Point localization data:
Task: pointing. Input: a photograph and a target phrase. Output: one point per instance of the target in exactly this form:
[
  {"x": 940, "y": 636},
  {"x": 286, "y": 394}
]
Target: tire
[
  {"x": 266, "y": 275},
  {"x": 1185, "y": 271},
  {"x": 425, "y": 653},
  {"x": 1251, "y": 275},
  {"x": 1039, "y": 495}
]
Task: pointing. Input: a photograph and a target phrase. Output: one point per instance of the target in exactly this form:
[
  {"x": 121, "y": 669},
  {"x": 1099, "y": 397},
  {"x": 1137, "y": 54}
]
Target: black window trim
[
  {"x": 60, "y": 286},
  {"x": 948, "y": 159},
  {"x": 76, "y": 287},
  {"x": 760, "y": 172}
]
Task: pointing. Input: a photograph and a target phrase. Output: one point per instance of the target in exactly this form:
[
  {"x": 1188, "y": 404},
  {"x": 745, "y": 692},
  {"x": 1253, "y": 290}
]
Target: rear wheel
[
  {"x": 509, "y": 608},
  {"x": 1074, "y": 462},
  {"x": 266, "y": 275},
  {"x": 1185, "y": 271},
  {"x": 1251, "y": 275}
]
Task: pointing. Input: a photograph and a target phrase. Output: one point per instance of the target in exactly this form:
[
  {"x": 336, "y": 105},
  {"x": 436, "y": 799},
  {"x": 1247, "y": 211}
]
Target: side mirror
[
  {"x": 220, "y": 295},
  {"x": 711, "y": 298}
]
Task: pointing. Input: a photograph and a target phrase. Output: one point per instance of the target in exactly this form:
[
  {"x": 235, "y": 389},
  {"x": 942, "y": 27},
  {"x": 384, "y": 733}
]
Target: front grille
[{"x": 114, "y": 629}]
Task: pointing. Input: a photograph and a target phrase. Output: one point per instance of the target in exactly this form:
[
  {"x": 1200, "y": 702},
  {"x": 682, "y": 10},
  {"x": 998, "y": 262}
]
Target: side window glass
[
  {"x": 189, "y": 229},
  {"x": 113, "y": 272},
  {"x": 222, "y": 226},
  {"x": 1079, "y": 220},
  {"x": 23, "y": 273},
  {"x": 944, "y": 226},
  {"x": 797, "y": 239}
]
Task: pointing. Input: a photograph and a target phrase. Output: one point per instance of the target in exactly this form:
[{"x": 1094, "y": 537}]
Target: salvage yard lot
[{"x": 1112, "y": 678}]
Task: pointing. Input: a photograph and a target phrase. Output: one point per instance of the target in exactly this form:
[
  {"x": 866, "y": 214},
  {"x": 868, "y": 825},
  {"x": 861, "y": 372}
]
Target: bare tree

WHAT THE EXERCISE ASKS —
Exact retyping of all the entries is required.

TASK OUTPUT —
Task: pointing. Input: a photograph and a target phrase. Output: one point per instance of the target in exactly this form:
[
  {"x": 940, "y": 636},
  {"x": 286, "y": 394}
]
Target: tire
[
  {"x": 266, "y": 275},
  {"x": 1185, "y": 271},
  {"x": 425, "y": 653},
  {"x": 1251, "y": 275},
  {"x": 1039, "y": 495}
]
Task: pointing. Input: a photograph and a target phrase. Output: one point per instance of the target in exactly this form:
[
  {"x": 121, "y": 669},
  {"x": 1099, "y": 397},
  {"x": 1137, "y": 54}
]
Target: black window trim
[
  {"x": 60, "y": 286},
  {"x": 948, "y": 159},
  {"x": 76, "y": 287},
  {"x": 760, "y": 172}
]
Task: pointing. Input: a photograph and a target phrase. Output: one point per instance of the target in exactly this form:
[
  {"x": 1188, "y": 404},
  {"x": 745, "y": 692},
  {"x": 1253, "y": 290}
]
Target: rear wheel
[
  {"x": 509, "y": 608},
  {"x": 1074, "y": 462},
  {"x": 266, "y": 275},
  {"x": 1185, "y": 271},
  {"x": 1251, "y": 275}
]
Task: pointing. Input: a photograph and a target phrase. Output: one point per instance of the target in exactly this form:
[
  {"x": 336, "y": 105},
  {"x": 436, "y": 799},
  {"x": 1247, "y": 211}
]
Target: side mirror
[
  {"x": 220, "y": 295},
  {"x": 711, "y": 298}
]
Task: pointing. Input: a photograph and a target phrase. Output: one point per instance of the target in exactly this form:
[
  {"x": 235, "y": 389},
  {"x": 942, "y": 27},
  {"x": 384, "y": 733}
]
Target: front grille
[{"x": 114, "y": 629}]
Task: pointing. Input: a photograph and a target phrase. Output: one point per instance of the target in exactly this form:
[
  {"x": 1200, "y": 702},
  {"x": 682, "y": 10},
  {"x": 998, "y": 262}
]
Target: side window glass
[
  {"x": 189, "y": 229},
  {"x": 113, "y": 272},
  {"x": 222, "y": 226},
  {"x": 1079, "y": 220},
  {"x": 23, "y": 273},
  {"x": 944, "y": 226},
  {"x": 797, "y": 239}
]
Task: pointing. Input: a photograph and a target phrase. Output: one point per instance of the target in exactly this form:
[{"x": 1094, "y": 537}]
Target: salvage yard lot
[{"x": 1112, "y": 678}]
Task: pointing. Input: a photograph and a target phrase. Output: one point per instance of the target in exactly this form:
[
  {"x": 866, "y": 214},
  {"x": 868, "y": 825},
  {"x": 861, "y": 372}
]
Target: bare tree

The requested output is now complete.